### WHAT THE TASK REQUIRES
Print the data exactly, leaving nothing out.

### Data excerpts

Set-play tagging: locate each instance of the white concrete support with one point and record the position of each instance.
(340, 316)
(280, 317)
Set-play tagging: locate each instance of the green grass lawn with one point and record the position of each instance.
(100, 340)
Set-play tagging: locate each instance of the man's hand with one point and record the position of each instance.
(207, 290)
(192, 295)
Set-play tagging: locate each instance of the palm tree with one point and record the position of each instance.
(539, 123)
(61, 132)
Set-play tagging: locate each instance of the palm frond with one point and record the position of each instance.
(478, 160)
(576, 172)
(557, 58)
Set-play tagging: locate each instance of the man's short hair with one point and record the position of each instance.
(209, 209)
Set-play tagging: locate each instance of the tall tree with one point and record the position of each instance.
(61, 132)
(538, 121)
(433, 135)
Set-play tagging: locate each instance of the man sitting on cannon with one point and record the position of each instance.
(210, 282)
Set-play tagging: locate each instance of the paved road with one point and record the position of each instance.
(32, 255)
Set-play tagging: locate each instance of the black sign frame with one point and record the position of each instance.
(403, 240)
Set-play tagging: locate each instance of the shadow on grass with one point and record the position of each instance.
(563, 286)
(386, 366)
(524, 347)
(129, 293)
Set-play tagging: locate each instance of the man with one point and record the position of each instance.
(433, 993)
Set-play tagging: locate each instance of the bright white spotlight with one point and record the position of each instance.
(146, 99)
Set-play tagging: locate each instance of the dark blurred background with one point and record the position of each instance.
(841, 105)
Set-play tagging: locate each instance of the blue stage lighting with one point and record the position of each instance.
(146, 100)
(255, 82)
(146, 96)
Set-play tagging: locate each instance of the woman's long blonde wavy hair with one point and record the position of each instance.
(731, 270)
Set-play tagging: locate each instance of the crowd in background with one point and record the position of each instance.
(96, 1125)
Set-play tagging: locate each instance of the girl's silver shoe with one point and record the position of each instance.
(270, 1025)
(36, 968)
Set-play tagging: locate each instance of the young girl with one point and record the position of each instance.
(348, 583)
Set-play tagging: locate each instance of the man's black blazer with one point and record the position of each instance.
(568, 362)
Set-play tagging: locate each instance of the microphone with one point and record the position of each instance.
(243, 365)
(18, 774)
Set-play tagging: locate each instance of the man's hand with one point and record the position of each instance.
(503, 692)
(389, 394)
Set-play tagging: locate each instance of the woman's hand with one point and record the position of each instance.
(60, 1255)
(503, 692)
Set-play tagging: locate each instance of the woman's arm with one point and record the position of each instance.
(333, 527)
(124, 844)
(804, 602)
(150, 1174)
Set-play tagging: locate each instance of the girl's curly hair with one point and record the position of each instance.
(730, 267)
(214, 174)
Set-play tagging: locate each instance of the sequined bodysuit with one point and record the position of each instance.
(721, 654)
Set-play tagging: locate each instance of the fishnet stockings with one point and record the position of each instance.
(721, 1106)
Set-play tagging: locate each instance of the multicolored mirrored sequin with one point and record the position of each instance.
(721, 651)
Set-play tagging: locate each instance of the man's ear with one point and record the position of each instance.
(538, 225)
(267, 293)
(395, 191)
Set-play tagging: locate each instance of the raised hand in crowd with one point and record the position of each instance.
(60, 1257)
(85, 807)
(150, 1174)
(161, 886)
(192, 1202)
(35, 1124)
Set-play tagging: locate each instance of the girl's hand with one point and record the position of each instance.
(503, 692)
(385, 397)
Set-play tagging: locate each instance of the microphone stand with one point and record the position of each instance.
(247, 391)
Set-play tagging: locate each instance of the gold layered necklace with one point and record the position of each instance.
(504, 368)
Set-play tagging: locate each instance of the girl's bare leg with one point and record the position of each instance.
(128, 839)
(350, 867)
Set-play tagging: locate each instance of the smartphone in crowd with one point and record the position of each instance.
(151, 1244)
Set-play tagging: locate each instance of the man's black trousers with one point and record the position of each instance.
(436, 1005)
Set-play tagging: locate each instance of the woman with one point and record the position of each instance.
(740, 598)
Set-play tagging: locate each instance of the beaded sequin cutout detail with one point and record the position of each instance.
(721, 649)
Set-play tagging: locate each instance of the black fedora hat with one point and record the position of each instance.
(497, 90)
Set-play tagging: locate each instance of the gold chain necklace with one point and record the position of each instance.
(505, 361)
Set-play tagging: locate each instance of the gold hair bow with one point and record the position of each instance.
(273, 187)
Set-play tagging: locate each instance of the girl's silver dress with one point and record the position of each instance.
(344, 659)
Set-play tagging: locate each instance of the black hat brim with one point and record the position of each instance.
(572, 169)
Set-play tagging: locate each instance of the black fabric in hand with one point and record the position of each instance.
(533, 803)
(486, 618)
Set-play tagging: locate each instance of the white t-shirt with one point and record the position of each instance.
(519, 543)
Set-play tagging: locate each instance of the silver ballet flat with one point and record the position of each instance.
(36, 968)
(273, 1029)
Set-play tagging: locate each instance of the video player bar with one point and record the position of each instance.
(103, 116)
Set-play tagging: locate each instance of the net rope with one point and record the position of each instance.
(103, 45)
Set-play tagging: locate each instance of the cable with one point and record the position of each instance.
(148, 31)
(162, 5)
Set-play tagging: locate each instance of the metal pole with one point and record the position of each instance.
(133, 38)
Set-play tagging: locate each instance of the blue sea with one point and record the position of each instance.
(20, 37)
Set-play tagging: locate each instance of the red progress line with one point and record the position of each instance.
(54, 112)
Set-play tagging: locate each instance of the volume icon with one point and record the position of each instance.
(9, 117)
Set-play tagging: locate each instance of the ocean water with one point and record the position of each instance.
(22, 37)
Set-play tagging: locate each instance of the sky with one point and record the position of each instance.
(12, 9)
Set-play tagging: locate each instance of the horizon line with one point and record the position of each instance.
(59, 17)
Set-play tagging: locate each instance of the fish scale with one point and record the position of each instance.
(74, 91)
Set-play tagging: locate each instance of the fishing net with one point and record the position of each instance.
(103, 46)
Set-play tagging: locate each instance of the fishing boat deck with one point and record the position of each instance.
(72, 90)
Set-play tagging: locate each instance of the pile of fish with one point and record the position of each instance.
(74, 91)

### YOUR RESPONSE
Set-play tagging: locate each instance of the white concrete support with one point and record the position of each instance.
(340, 316)
(280, 317)
Set-play tagging: locate each instance of the green grass lawn with one point and record the position of each instance.
(100, 340)
Set-play tagging: locate each instance of the man's hand with one point and record the position of each instance.
(207, 290)
(192, 295)
Set-play tagging: locate each instance of the palm tree with one point and record the position of each instance.
(539, 123)
(61, 132)
Set-play tagging: locate each instance of the palm frond with one point and record the position of each instance.
(478, 160)
(576, 172)
(557, 58)
Set-play tagging: locate each instance of the man's short hair with one point and record the position of each instance.
(209, 209)
Set-play tagging: locate each instance of the tall tree with one point and record the position of each instance.
(61, 132)
(538, 121)
(433, 135)
Set-play tagging: locate each instance of the man sitting on cannon with one point and record the position of each instance.
(210, 282)
Set-play tagging: locate each instance of the paved road with one point and record the position of each instance.
(32, 255)
Set-play tagging: locate each instance of the black sign frame with one point and record the position of each instance.
(403, 240)
Set-play tagging: locate each instance of the shadow on grass with one point and record the position of each instance.
(563, 286)
(386, 366)
(524, 347)
(129, 293)
Set-play tagging: locate each instance of the man with one point and record the position of each instance.
(433, 993)
Set-play tagging: locate each instance of the bright white spotlight with one point and record the position of each instance.
(146, 99)
Set-play tagging: locate each instance of the dark blurred background with one point and record the position of each instance.
(841, 105)
Set-play tagging: locate each instance of the blue stage lighting with one point and record the position of each instance.
(146, 100)
(255, 82)
(146, 96)
Set-play tagging: locate each instance of the woman's long blonde wavy hair with one point and record the position of each instance.
(731, 270)
Set-play tagging: locate each instance of the crowd in background with one point and record the position of each instance.
(96, 1125)
Set-play tagging: locate each instance of the girl's silver shoe with one point and record the position of each instance.
(270, 1025)
(36, 968)
Set-play tagging: locate each instance of the young girl with one point and record the position of each instance.
(348, 583)
Set-play tagging: locate each instance of the man's black blazer with one point and record the position of each instance.
(568, 362)
Set-play tagging: locate each instance of the microphone with one point and record the position of each instance.
(243, 365)
(18, 774)
Set-play tagging: locate each instance of the man's hand with one point and record the position of each instance.
(503, 692)
(389, 394)
Set-play tagging: locate each instance of the woman's hand with one point and record the position of each instance.
(60, 1255)
(503, 692)
Set-play tagging: locate each instance of the woman's arm with one point and record the position of each instance.
(333, 527)
(124, 844)
(804, 602)
(150, 1174)
Set-play tagging: locate each instance of the girl's curly hair with one point and record the position of each instance.
(730, 267)
(214, 174)
Set-play tagging: locate each instance of the sequined bodysuit with one point and record the position of each instance.
(721, 654)
Set-play tagging: locate each instance of the fishnet stockings with one point and record the position of each instance.
(721, 1106)
Set-play tagging: locate each instance of the multicolored mirrored sequin with one point and record the position of each instance.
(721, 651)
Set-play tagging: locate each instance of the man's ear with one point and record the position of each instance.
(538, 225)
(267, 293)
(395, 191)
Set-play tagging: locate each instance of the raised hand in crowd with one point and record the position of each instance.
(60, 1257)
(85, 807)
(150, 1174)
(161, 886)
(192, 1202)
(35, 1124)
Set-play tagging: locate each instance of the girl's hand with one point and record the position of each instance.
(503, 692)
(385, 397)
Set-play tagging: locate each instance of the microphone stand with one point and record the position of each instance.
(247, 391)
Set-play tagging: locate each instance of the gold layered necklace with one point and record the position of each instance.
(504, 368)
Set-play tagging: locate each instance of the girl's bare leg with one point and record the position of each instance.
(128, 839)
(350, 867)
Set-play tagging: locate each instance of the smartphone in crowd with one point and record the position of each instance.
(151, 1244)
Set-play tagging: locate each instance of the man's black trousers with one point and record the position of each instance.
(436, 1005)
Set-play tagging: locate each instance of the woman with one point and record the position of each instance.
(740, 598)
Set-play tagging: locate each instance of the beaded sequin cutout detail with one point and record the position of each instance.
(721, 649)
Set-play tagging: locate each instance of the black fedora hat with one point and record the position of each instance.
(497, 90)
Set-play tagging: locate each instance of the gold chain necklace with one point and record the position of each instance.
(505, 361)
Set-play tagging: locate each instance of the gold hair bow with one point and record the position of each instance.
(273, 187)
Set-play tagging: locate each instance of the girl's silver dress with one point and record the position of each instance.
(344, 659)
Set-play tagging: locate each instance of the black hat brim with one point and record the position of each instance.
(572, 169)
Set-play tagging: locate each instance of the black fabric in hand with one point and record the position of each instance.
(533, 803)
(486, 618)
Set-play tagging: locate each instance of the white t-shirt with one point and record the position of each instance.
(519, 543)
Set-play tagging: locate each instance of the silver ballet flat with one point and record the position of each instance.
(36, 968)
(273, 1029)
Set-play tagging: locate each instance of the video player bar with one point and record the position of each instance.
(103, 116)
Set-play tagging: locate each instance of the net rope with one point and record the position of each instance.
(103, 45)
Set-play tagging: locate each instance of the cable with one point and record the position of each instance.
(148, 31)
(162, 5)
Set-play tagging: locate each instance of the metal pole with one point and record the position of each instance.
(133, 38)
Set-play tagging: locate each instance of the blue sea with one point and record the position of each instance.
(20, 37)
Set-play tagging: locate each instance of the red progress line with one point and record the position of each instance.
(54, 112)
Set-play tagging: locate each instance of the volume icon with one point and record the position of each instance.
(9, 117)
Set-play tagging: locate each instance of the ocean water with one point and record the position of each instance.
(22, 37)
Set-play tagging: locate each instance of the sky with one point and record the position of each instance.
(12, 9)
Set-play tagging: locate each instance of the horizon line with one point and record the position of each instance.
(59, 17)
Set-play tagging: locate each instance of the fish scale with one point and record the position of each instance.
(74, 91)
Set-play tagging: locate each instance of the fishing net with one point and record the position of each instance.
(103, 46)
Set-play tagging: locate each instance of the fishing boat deck with one point and record the position of each instance.
(72, 90)
Set-play tagging: locate each instance of the pile of fish with one point and record the position of each instance.
(74, 91)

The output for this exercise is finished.